• Collected data:
━━━━━━━━━━━━━━━━

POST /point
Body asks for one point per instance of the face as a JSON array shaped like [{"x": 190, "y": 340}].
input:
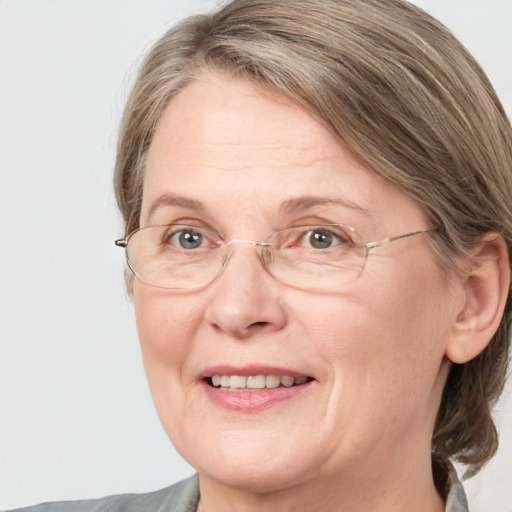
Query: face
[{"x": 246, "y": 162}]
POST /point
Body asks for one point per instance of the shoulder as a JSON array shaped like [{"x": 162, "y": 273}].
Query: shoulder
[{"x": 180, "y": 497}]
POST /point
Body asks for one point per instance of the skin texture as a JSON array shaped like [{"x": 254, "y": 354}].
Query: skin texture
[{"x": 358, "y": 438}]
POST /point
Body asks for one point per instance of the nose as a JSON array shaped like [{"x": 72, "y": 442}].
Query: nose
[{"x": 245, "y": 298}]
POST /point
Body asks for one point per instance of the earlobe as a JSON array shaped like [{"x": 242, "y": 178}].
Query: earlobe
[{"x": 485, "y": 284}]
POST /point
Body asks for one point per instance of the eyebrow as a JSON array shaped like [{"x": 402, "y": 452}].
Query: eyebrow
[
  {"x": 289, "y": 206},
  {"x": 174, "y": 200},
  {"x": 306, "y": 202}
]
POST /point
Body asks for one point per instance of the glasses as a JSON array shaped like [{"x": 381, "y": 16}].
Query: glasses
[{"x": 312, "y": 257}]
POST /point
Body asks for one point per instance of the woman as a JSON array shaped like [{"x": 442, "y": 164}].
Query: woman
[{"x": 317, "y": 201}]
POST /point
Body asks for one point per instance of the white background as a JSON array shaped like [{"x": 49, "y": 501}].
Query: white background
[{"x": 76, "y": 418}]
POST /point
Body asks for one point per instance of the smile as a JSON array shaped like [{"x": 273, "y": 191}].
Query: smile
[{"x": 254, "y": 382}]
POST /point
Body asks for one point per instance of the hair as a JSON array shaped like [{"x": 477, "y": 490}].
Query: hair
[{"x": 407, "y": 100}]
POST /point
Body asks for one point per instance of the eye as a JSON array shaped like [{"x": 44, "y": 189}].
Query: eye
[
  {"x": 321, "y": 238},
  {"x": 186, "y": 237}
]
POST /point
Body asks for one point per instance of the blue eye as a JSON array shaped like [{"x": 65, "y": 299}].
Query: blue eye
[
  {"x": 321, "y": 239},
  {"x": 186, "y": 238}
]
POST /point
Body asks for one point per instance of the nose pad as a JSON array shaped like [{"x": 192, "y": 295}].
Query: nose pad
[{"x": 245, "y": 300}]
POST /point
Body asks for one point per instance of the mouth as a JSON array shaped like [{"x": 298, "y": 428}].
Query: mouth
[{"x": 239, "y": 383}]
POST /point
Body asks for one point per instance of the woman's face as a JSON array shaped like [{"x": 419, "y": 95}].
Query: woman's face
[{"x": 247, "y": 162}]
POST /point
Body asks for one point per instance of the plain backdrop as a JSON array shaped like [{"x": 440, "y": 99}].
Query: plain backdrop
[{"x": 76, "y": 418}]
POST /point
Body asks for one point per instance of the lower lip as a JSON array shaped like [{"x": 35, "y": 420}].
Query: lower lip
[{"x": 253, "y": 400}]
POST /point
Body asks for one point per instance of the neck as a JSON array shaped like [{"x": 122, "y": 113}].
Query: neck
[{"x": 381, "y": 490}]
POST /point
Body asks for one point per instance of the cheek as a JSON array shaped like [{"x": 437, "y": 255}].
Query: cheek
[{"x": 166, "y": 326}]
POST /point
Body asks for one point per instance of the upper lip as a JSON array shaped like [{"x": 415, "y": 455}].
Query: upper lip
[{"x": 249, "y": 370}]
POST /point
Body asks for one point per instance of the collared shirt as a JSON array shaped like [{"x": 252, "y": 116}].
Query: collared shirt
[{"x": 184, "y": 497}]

━━━━━━━━━━━━━━━━

• Work instruction: Look above for the line holding "Query: blue eye" and the line holding "Body asks for one point per instance of the collared", then output exactly those two lines and every line between them, nothing more.

• Task answer:
Query: blue eye
[
  {"x": 321, "y": 239},
  {"x": 186, "y": 238}
]
POST /point
Body asks for one point per instance of the nose pad as a JSON array shaped like [{"x": 192, "y": 295}].
Query: nose pad
[{"x": 245, "y": 300}]
POST /point
Body asks for one point per instance of the mouth as a JSON array shaped like [{"x": 298, "y": 428}].
Query: mouth
[{"x": 239, "y": 383}]
POST /point
Body asks for one point per instance of the woman's face as a JSON array shaped like [{"x": 419, "y": 95}].
Query: woman's face
[{"x": 247, "y": 162}]
POST /point
Body asks for one point per instance of the plain backdrop as a JSON array shaped like [{"x": 440, "y": 99}].
Query: plain backdrop
[{"x": 76, "y": 418}]
POST /point
Body asks for one point per instance of the lower lip as a JSON array shaped like [{"x": 35, "y": 420}].
Query: lower lip
[{"x": 253, "y": 400}]
POST /point
Body asks for one point per instance of the neck as a JSON array shaped like [{"x": 122, "y": 113}].
Query: neck
[{"x": 381, "y": 490}]
POST /point
Body asks for one point per instance of the cheek as a JSON array shaped like [{"x": 437, "y": 255}].
Query: cheek
[{"x": 166, "y": 326}]
POST /point
Body asks for one point per instance of the upper lip as a JSON array shaped like [{"x": 415, "y": 455}].
Query: upper lip
[{"x": 249, "y": 370}]
POST /point
Body asks for one point per instance of the collared shirt as a JSON array shaped like [{"x": 252, "y": 116}].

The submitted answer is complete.